*** Opening of DATA FOR ANALYSIS ***
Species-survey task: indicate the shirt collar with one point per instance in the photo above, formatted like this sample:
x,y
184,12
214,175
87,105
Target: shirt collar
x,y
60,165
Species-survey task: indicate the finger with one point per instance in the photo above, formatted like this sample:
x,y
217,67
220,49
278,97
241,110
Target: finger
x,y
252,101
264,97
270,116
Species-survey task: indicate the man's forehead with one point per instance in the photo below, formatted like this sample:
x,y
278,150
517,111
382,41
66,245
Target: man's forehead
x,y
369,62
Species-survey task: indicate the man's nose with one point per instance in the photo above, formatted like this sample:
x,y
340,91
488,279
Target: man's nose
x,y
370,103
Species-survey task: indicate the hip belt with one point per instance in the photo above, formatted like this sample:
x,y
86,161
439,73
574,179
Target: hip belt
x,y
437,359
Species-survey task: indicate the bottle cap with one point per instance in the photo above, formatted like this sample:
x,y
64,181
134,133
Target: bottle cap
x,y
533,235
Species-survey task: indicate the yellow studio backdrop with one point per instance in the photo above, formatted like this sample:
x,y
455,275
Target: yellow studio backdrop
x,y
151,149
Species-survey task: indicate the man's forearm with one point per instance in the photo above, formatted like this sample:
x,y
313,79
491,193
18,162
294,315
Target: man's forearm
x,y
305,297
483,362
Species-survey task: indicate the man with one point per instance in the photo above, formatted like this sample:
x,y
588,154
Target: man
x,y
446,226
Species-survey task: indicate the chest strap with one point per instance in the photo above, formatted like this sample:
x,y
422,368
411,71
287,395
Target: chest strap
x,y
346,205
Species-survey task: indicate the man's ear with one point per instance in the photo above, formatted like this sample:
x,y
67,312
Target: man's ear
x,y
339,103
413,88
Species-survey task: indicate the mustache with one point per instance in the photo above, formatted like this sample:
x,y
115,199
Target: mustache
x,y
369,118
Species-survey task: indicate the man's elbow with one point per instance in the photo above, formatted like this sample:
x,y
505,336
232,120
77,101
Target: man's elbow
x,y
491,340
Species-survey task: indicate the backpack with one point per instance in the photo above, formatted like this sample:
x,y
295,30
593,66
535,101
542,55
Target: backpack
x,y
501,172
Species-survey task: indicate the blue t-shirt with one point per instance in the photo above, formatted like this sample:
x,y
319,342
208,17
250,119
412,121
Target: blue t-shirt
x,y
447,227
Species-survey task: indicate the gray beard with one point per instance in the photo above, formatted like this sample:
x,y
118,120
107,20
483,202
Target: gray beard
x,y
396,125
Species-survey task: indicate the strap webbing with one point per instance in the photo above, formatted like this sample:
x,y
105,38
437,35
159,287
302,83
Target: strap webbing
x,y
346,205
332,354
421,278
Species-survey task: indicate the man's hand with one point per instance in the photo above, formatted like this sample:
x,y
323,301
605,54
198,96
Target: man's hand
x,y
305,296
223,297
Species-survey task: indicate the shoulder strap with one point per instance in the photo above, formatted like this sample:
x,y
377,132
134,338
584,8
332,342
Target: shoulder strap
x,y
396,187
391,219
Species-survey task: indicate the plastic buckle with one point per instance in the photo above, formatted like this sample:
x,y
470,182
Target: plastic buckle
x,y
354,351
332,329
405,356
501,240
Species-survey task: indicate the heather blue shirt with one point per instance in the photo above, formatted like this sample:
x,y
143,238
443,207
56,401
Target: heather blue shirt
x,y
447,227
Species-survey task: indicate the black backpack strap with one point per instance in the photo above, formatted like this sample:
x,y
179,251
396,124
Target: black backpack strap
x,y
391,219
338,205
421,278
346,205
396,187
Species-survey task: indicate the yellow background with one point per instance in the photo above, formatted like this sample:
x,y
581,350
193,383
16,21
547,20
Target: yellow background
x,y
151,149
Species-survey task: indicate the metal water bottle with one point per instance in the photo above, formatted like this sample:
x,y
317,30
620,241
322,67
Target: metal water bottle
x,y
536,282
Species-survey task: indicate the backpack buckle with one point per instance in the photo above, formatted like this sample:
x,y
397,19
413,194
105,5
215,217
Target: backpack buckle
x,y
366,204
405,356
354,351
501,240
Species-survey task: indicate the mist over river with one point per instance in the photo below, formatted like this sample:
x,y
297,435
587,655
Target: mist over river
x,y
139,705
*** Close of DATA FOR ANALYSIS ***
TASK OBJECTIVE | Find the string "below" in the listing and copy every line in which it occurs.

EXPECTED ANSWER |
Species-survey task: indicate the man's forehead with one point per instance in the photo below, formatted like this sample:
Species-survey task: indicate the mist over river with one point per instance in the photo below, formatted like this sample:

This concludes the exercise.